Although the entries contain pictures, your copy should hold only their exact text.

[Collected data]
=== Begin Enclosure ===

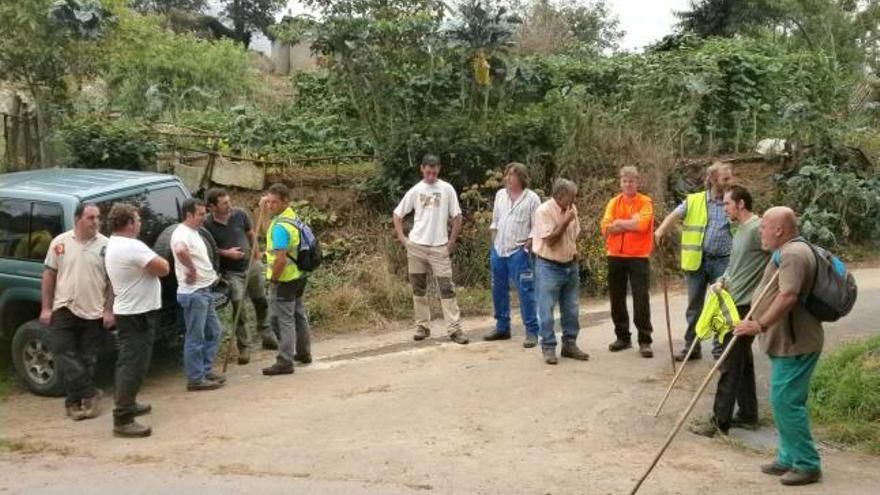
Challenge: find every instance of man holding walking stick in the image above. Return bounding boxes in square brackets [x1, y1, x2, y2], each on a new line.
[655, 162, 734, 361]
[690, 185, 767, 437]
[734, 206, 824, 486]
[205, 188, 274, 365]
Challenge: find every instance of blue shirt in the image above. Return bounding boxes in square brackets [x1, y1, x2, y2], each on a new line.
[271, 224, 290, 250]
[674, 191, 732, 257]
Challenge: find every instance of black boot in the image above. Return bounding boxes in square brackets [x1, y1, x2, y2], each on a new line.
[561, 341, 590, 361]
[262, 358, 294, 376]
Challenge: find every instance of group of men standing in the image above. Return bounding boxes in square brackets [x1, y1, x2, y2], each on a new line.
[40, 183, 312, 438]
[392, 155, 824, 486]
[40, 155, 826, 485]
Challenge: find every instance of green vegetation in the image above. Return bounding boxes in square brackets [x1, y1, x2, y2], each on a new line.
[810, 336, 880, 454]
[2, 0, 879, 327]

=== End Enclosure ===

__Completed exercise__
Challenge: find every instance of man holding walking stick in the image above. Return bounding boxes in square brackets [x1, y1, x2, y2], each on a new line.
[655, 162, 734, 361]
[690, 185, 767, 437]
[734, 206, 824, 486]
[205, 188, 274, 365]
Challenge: find every instance of blue shirt in the image above. Return bounding boxes in square brackets [x1, y1, x2, y2], each on a new line.
[271, 224, 290, 250]
[674, 191, 732, 257]
Challenge: find every instance of black boot in the image above. Return bounding boxes in square brackets [x1, y1, x2, y2], each on a new line.
[561, 341, 590, 361]
[262, 358, 294, 376]
Challenge: find every instance of group of men standing in the image above. Return bounding boxes in square brackets [x1, y1, x2, y2], each on a new line.
[40, 183, 312, 438]
[392, 155, 824, 486]
[40, 155, 826, 485]
Challenge: find every instance of green vegetation in the image above. Return bounding boxes in square brackets [x1, y1, x2, y2], each on a new line.
[810, 336, 880, 454]
[2, 0, 879, 327]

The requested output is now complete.